Reproduce the records exactly.
[begin Supplied records]
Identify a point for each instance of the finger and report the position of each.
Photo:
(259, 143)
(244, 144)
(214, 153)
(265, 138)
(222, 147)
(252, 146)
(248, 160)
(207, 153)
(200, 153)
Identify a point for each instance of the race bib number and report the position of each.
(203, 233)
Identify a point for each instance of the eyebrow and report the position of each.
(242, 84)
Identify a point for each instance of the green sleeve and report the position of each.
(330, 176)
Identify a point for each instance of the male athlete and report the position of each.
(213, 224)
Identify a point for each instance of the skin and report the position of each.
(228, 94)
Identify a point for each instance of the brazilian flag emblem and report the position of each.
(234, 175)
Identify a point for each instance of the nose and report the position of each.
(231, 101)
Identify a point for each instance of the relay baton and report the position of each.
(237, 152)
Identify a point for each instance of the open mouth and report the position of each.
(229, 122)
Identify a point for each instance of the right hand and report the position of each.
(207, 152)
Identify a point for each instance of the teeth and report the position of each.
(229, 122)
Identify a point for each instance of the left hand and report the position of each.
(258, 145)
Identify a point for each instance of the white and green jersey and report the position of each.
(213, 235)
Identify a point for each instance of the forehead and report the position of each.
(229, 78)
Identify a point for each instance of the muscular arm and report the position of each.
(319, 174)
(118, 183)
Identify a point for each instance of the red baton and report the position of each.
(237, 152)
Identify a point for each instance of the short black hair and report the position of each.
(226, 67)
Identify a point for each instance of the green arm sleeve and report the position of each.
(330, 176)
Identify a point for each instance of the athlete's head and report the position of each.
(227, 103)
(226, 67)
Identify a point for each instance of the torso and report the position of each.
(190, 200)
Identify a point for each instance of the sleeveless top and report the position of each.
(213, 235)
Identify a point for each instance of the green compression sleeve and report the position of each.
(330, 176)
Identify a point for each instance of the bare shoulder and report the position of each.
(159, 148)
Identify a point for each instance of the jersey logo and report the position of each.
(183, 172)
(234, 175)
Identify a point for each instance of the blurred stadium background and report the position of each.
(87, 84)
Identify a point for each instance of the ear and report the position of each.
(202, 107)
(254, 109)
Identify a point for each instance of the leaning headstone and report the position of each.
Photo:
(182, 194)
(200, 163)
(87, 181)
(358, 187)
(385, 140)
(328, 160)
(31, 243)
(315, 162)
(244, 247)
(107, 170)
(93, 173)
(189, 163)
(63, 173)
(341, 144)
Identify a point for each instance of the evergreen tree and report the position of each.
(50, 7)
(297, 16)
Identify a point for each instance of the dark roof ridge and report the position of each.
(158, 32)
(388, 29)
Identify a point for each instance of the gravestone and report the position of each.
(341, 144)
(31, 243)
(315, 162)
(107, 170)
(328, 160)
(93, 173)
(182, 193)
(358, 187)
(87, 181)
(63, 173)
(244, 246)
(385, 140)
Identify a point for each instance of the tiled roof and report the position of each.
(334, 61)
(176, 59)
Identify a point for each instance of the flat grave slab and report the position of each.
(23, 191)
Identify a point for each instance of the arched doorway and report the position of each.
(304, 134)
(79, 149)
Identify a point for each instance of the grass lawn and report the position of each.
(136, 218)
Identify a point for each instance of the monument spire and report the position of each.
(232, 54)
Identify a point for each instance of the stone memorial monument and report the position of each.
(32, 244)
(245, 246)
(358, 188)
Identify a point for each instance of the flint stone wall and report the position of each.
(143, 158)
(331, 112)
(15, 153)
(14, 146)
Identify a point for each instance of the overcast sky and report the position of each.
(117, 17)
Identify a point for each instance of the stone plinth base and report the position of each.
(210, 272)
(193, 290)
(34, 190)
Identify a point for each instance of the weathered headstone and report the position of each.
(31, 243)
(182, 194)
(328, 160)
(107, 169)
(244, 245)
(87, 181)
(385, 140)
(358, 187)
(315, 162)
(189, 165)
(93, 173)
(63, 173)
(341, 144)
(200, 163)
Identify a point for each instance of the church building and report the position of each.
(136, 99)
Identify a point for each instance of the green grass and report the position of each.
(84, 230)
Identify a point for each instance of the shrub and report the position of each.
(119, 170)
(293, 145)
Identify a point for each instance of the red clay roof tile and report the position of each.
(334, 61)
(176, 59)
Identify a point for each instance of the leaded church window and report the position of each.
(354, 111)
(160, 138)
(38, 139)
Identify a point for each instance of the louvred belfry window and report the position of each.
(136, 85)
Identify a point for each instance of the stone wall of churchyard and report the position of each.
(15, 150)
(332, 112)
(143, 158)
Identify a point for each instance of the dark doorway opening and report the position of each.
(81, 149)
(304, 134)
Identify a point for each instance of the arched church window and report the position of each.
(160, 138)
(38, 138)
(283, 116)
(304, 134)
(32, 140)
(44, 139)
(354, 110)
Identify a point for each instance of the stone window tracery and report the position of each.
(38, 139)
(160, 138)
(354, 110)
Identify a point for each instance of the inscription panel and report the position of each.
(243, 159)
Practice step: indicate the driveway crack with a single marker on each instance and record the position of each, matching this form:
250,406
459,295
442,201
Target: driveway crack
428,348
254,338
[end Supplied records]
■ **The response**
Identify a point for each instance of the finger and report the position of each.
Photo:
(259, 143)
(244, 144)
(214, 153)
(265, 138)
(222, 147)
(252, 146)
(248, 160)
(207, 153)
(200, 153)
Identify a point for each instance of the race bib number and report the position of each.
(203, 233)
Identify a point for each instance of the eyebrow and report the position of each.
(242, 84)
Identify a point for each instance of the green sleeve and report the position of each.
(330, 176)
Identify a point for each instance of the male athlete and report the position of each.
(213, 224)
Identify a point for each instance of the skin and report the position of each.
(228, 94)
Identify a point for each instance of the brazilian flag emblem and report the position of each.
(234, 175)
Identify a point for each instance of the nose and report the position of each.
(231, 101)
Identify a point for each instance of the relay baton and report the position of each.
(237, 152)
Identify a point for each instance of the open mouth and report the position of each.
(229, 122)
Identify a point for each instance of the right hand and report the position of each.
(207, 152)
Identify a point for each instance of the teeth and report the position of each.
(229, 122)
Identify a point for each instance of the left hand and report the position of each.
(258, 145)
Identify a point for each instance of the white and green jersey and report the position of each.
(213, 235)
Identify a point for each instance of the forehead and report the position of each.
(229, 78)
Identify a point for each instance of the muscular arm and report the position of each.
(319, 174)
(118, 183)
Identify a point for each instance of the red baton and report the position of each.
(237, 152)
Identify a point for each instance of the short black hair and report the position of each.
(226, 67)
Identify a point for each instance of the green arm sleeve and report the position of each.
(330, 176)
Identify a point for each instance of the athlete's head and report the position of each.
(227, 103)
(226, 67)
Identify a point for each instance of the torso and report the position of each.
(190, 200)
Identify a point for each instance of the sleeveless top and report the position of each.
(213, 235)
Identify a point for each instance of the green compression sleeve and report the position of each.
(330, 176)
Identify a point for each instance of the bare shoulder and report the position of each.
(159, 148)
Identify a point for each instance of the jersey logo and report the position of each.
(183, 172)
(234, 175)
Identify a point for each instance of the blurred stadium background and report the position of each.
(87, 84)
Identify a point for each instance of the ear and report the position of each.
(202, 107)
(254, 109)
Identify a point for each instance of the leaning headstone and report the position of each.
Photo:
(182, 194)
(200, 163)
(87, 181)
(358, 187)
(385, 140)
(328, 160)
(31, 243)
(315, 162)
(244, 247)
(107, 170)
(93, 173)
(189, 163)
(63, 173)
(341, 144)
Identify a point for each instance of the evergreen tree and report the position of each.
(50, 7)
(297, 16)
Identify a point for each instance of the dark roof ridge and report the position of each.
(158, 32)
(388, 29)
Identify a point for each instance of the gravestone and report the position of each.
(341, 144)
(31, 243)
(315, 162)
(107, 170)
(328, 160)
(93, 173)
(182, 193)
(358, 187)
(87, 181)
(63, 173)
(244, 246)
(385, 140)
Identify a point for each instance of the tiled roof and report the position of each.
(334, 61)
(176, 59)
Identify a point for each instance of the flat grave slab and report the position of each.
(23, 191)
Identify a point for each instance of the arched doorway and report the position of each.
(304, 134)
(79, 149)
Identify a point for each instance of the grass lawn and report the position of each.
(136, 218)
Identify a point for each instance of the monument spire and report the position of each.
(232, 54)
Identify a point for each instance of the stone memorial monument and report the position of each.
(32, 244)
(245, 246)
(358, 188)
Identify a point for each instance of the flint stone wall and report the position of each.
(143, 158)
(331, 112)
(15, 153)
(14, 146)
Identify a point for each instance of the overcast sky and report the position of each.
(117, 17)
Identify a point for each instance of the stone plinth base and report the position of each.
(210, 272)
(193, 290)
(34, 190)
Identify a point for each instance of the weathered headstone and report the position of each.
(31, 243)
(182, 194)
(328, 160)
(107, 169)
(244, 245)
(87, 181)
(385, 140)
(358, 187)
(315, 162)
(189, 165)
(93, 173)
(63, 173)
(341, 144)
(200, 163)
Identify a point for each instance of the church building and report the position of each.
(136, 99)
Identify a point for each instance of the green grass and report the position of each.
(84, 230)
Identify a point for each instance of the shrub and report the position of each.
(119, 170)
(293, 145)
Identify a point for each instance of the red clay roof tile and report the position of each.
(334, 61)
(176, 59)
Identify a point for each instance of the leaded church window and report the position of each.
(354, 111)
(160, 138)
(38, 139)
Identify a point for each instance of the louvred belfry window and report the position of each.
(136, 85)
Identify a point for each instance of the stone wall of churchyard and report the position of each.
(15, 150)
(332, 112)
(143, 158)
Identify a point for each instance of the dark doorway opening and report the position of each.
(81, 149)
(304, 134)
Identify a point for each instance of the arched church window and report the position of each.
(160, 138)
(38, 138)
(283, 116)
(304, 134)
(32, 140)
(44, 139)
(354, 110)
Identify a point for each instance of the stone window tracery and report the position of each.
(38, 139)
(160, 138)
(354, 110)
Identify a point for each instance of the inscription panel and report the position of each.
(243, 159)
Practice step: indicate the driveway crack with a single marker on each instance and record the position of each, matching this form:
250,406
459,295
442,201
Target: driveway crack
428,348
254,338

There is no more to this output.